* Goal of the exercise
Set down, word for word, everything in the miniNEP post from "To try and make" down to "special dtype's.".

* Text passage
** Start **
Well, everyone seems to like my first attempt at this so far, so I
guess I'll really stick my foot in it now... here's my second miniNEP,
which lays out a plan for handling dtype/bit-pattern-style NAs. I've
stolen bits of text from both the NEP and the alterNEP for this, but
since the focus is on nailing down the details, most of the content is
new.

There are many FIXME's noted, where some decisions or more work is
needed... the idea here is to lay out some specifics, so we can figure
out if the idea will work and get the details right. So feedback is
*very* welcome!

Master version:
  https://gist.github.com/1068264

Current version for commenting:

#######################################
miniNEP 2: NA support via special dtypes
#######################################

To try and make more progress on the whole missing values/masked
arrays/... debate, it seems useful to have a more technical discussion
of the pieces which we *can* agree on. This is the second, which
attempts to nail down the details of how NAs can be implemented using
special dtype's.
** End **
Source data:
** Start **
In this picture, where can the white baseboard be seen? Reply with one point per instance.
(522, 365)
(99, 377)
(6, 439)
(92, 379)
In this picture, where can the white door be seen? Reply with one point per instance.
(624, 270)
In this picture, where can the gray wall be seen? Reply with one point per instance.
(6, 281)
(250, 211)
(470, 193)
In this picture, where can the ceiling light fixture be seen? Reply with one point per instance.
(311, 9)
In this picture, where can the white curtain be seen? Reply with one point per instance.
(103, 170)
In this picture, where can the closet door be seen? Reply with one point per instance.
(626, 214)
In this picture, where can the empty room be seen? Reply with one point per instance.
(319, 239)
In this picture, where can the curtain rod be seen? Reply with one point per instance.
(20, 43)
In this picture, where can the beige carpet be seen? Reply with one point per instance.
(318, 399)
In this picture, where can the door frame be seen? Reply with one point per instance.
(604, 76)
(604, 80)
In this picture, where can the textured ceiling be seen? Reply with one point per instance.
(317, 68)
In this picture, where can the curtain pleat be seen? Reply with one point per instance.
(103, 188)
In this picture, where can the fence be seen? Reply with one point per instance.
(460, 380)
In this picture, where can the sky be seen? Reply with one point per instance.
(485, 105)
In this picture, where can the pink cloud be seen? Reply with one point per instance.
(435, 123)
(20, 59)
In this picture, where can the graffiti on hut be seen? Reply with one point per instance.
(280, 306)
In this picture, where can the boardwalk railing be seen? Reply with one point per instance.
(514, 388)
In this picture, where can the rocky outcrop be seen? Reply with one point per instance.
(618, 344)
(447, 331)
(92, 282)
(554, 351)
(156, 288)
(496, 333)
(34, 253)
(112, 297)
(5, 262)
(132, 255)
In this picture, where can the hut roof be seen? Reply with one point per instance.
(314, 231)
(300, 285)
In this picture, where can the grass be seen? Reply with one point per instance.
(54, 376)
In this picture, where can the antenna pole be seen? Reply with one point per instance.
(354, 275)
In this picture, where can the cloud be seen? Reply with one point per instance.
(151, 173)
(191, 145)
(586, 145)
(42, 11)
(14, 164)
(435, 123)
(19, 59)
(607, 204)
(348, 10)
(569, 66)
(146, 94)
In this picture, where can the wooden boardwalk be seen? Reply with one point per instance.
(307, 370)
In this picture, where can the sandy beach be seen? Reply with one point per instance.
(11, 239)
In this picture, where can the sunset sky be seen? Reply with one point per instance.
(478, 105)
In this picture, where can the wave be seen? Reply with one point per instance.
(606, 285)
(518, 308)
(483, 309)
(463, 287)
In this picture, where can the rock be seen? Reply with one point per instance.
** End **
* Output below
To try and make more progress on the whole missing values/masked
arrays/... debate, it seems useful to have a more technical discussion
of the pieces which we *can* agree on. This is the second, which
attempts to nail down the details of how NAs can be implemented using
special dtype's.